── DATASET ENTRIES ──
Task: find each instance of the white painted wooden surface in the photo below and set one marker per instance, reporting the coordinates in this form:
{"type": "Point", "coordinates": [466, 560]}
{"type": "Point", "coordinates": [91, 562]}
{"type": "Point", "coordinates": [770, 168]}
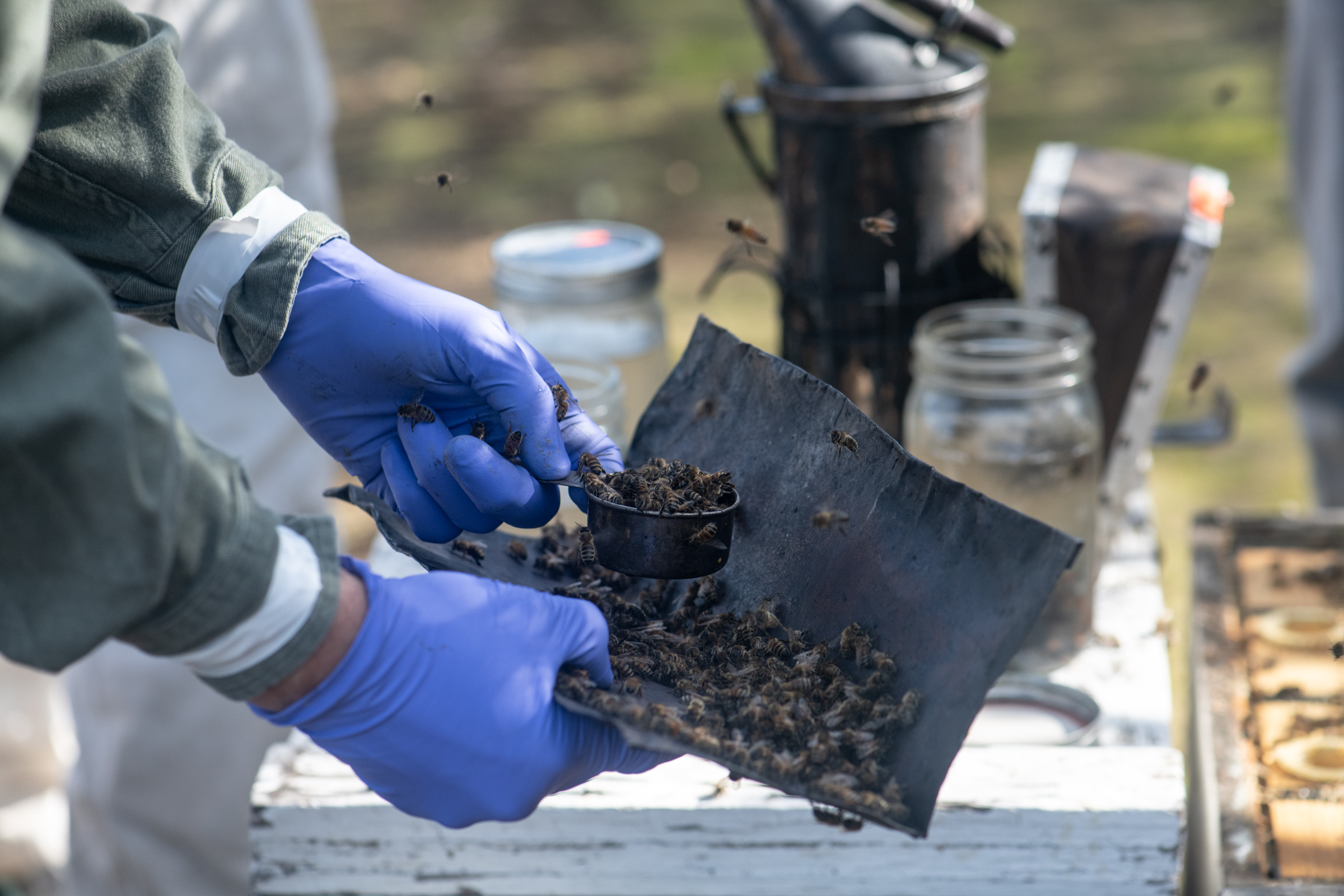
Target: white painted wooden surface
{"type": "Point", "coordinates": [1101, 821]}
───
• **TASK PROMPT**: The records, exactly as written but without images, should be returned.

• **RESPONSE BOX**:
Task: find each instance of the white painted wooden surface in the photo below and set one marker per instance, reporting the coordinates in this form:
{"type": "Point", "coordinates": [466, 560]}
{"type": "Point", "coordinates": [91, 562]}
{"type": "Point", "coordinates": [770, 168]}
Target: white painted wooden surface
{"type": "Point", "coordinates": [1101, 821]}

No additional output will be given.